• _TASK PROMPT_
Using the article below on Kevin Sharer's luncheon speech, say yes or no to each statement and quote the words that decide it: (a) Sharer named ImClone Systems in his speech; (b) Sharer had been CEO of Amgen since May 2000; (c) the speech was given at the Westin St. Francis Hotel.

• _EXTRACT PROVIDED_
━━━━

National Editor

SAN FRANCISCO - With Samuel Waksal practically peering over his shoulder (and Martha Stewart tidying up the tables), industry heavyweight Amgen Inc. Chairman and CEO Kevin Sharer took on some tough issues from the headlines during a luncheon speech here at the JPMorgan Healthcare Conference.

There's "no issue of more importance" than corporate ethics, Sharer told the packed Grand Ballroom of the Westin St. Francis Hotel.

"This has been pointed out to us by business periodicals [asking], Where are the CEOs of the major companies? Why don't you speak?' [CNN commentator] Lou Dobbs, somebody I respect, has said again and again, You guys are silent. Why are you hiding?' I don't want to hide."

Sharer did not mention by name the insider trading scandal involving New York-based ImClone Systems Inc., which led to the resignation and eventual imprisonment of Waksal and the indictment of domestic maven Stewart. But he didn't have to. "I'm not going to talk about biotechnology," he said - but everybody knew he was, at least in part.

So many "inexcusable" incidents involving companies in various industries have taken place, Sharer said, "that we can't stand up here as a business community and face our fellow citizens and say, It doesn't affect me, it was a small matter, [an] aberration, boys will be boys, these things happen.' That's bullshit."

He said that "in a moral sense - this isn't a legal sense; that's a lot more nuanced and complex - but in a moral sense, if something goes wrong at a company, it is the CEO's fault. I accept that personally."

Sharer, CEO of Thousand Oaks, Calif.-based Amgen since May 2000, noted that CEOs have jobs of high reward and privilege and said that "there are responsibilities that go with that. I don't think all of the people who have my job have come out and said that loud and clear."

━━━━

• _LISTED RECORDS_
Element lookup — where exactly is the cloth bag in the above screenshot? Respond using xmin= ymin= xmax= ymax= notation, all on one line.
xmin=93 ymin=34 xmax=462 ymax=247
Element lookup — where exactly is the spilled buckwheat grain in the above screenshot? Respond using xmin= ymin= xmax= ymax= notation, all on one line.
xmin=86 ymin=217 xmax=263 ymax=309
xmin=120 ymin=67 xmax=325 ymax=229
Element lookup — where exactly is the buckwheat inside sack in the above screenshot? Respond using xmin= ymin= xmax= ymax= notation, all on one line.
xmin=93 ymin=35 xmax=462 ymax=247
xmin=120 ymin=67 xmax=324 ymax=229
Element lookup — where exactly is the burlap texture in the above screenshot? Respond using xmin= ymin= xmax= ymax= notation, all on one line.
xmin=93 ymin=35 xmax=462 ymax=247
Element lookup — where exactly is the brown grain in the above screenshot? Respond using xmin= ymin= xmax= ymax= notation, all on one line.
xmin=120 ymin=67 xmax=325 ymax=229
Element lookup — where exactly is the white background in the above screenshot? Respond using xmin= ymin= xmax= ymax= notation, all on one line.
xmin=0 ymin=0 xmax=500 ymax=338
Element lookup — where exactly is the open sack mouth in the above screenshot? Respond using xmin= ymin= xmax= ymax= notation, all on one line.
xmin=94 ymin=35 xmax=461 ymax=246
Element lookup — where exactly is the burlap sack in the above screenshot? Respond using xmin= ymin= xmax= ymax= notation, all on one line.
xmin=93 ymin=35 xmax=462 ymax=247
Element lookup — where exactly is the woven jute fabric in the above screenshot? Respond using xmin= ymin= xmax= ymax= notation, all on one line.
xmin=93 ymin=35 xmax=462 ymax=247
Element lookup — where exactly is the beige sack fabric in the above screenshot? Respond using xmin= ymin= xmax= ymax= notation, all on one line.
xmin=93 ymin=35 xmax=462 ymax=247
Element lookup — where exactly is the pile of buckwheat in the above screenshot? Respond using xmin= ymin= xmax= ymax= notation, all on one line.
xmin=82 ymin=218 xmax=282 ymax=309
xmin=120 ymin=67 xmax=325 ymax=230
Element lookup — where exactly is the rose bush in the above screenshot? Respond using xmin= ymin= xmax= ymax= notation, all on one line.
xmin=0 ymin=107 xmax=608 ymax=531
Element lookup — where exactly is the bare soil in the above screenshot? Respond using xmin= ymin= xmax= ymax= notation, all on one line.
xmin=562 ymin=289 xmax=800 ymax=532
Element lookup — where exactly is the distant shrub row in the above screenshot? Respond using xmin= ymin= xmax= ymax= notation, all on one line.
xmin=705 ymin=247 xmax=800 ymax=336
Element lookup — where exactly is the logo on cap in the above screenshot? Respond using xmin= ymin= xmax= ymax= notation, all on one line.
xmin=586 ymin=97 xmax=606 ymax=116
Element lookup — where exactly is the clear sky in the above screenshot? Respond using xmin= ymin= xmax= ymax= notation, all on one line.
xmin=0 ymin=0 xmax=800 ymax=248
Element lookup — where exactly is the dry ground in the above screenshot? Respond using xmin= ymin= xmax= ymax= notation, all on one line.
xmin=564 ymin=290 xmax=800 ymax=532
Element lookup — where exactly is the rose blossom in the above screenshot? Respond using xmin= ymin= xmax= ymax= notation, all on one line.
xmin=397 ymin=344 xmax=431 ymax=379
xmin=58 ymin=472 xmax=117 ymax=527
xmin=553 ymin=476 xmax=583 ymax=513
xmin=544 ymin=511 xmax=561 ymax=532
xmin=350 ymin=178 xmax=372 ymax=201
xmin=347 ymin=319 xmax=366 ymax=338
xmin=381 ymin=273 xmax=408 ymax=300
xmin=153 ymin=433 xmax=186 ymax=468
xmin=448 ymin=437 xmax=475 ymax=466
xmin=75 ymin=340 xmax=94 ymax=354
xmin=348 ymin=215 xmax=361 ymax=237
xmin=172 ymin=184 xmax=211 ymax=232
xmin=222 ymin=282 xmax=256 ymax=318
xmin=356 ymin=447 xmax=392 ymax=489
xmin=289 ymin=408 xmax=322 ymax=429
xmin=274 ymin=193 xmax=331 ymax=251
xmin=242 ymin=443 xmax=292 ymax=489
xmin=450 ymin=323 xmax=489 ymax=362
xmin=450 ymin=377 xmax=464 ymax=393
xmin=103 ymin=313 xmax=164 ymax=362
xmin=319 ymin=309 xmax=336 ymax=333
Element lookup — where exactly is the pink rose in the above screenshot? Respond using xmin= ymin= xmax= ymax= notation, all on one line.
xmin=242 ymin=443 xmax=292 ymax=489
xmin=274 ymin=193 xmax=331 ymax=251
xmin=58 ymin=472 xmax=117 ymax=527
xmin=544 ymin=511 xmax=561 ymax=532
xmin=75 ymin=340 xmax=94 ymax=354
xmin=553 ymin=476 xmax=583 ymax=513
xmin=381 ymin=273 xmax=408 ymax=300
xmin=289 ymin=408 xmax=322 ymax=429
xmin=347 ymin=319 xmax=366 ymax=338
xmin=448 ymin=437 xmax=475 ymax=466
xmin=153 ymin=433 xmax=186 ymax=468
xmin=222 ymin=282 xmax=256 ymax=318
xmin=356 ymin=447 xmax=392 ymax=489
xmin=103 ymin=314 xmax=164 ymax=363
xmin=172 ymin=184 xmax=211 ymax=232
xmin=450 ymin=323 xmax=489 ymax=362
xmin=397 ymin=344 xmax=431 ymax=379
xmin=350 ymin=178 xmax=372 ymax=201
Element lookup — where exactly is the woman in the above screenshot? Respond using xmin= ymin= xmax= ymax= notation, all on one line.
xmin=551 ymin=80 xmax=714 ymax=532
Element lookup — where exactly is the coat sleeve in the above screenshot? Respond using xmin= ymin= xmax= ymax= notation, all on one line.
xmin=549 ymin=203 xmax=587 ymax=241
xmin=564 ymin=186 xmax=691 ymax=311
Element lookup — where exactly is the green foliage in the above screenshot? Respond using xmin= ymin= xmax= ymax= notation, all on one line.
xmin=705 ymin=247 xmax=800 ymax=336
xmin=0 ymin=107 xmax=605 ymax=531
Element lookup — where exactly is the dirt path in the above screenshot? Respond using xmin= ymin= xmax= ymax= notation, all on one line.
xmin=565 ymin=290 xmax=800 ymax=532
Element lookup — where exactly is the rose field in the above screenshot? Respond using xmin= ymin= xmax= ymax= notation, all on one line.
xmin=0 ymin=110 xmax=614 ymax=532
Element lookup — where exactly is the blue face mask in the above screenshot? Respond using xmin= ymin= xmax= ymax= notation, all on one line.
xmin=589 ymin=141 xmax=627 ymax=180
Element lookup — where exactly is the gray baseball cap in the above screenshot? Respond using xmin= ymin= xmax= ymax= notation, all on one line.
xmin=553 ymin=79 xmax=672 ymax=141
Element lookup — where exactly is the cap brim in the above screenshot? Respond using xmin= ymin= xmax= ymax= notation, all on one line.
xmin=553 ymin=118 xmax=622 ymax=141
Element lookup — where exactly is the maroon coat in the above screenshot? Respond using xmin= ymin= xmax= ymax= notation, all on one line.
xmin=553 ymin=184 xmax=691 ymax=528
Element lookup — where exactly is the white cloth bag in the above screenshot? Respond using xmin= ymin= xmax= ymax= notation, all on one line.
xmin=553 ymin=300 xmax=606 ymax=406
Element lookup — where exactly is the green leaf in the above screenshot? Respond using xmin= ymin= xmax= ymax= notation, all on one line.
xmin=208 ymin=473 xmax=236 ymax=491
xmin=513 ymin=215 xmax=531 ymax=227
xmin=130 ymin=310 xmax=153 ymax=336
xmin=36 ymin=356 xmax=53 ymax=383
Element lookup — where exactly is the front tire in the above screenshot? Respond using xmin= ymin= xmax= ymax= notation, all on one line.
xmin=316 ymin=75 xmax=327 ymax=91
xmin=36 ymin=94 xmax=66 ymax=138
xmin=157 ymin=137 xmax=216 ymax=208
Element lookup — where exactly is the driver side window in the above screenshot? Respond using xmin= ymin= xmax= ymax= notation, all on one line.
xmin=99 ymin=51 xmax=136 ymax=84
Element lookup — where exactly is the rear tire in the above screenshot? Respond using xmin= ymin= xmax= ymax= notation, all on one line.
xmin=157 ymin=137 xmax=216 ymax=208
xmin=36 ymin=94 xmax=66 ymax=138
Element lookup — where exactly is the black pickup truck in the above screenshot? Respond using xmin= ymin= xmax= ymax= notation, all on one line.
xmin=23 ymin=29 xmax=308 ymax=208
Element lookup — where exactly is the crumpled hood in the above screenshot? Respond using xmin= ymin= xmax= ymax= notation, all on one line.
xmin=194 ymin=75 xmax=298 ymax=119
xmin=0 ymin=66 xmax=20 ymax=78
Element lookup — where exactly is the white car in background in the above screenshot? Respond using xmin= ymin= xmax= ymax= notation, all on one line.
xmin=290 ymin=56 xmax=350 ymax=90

━━━━

• _TASK OUTPUT_
(a) No: "Sharer did not mention by name the insider trading scandal involving New York-based ImClone Systems Inc."
(b) Yes: "Sharer, CEO of Thousand Oaks, Calif.-based Amgen since May 2000"
(c) Yes: "the packed Grand Ballroom of the Westin St. Francis Hotel"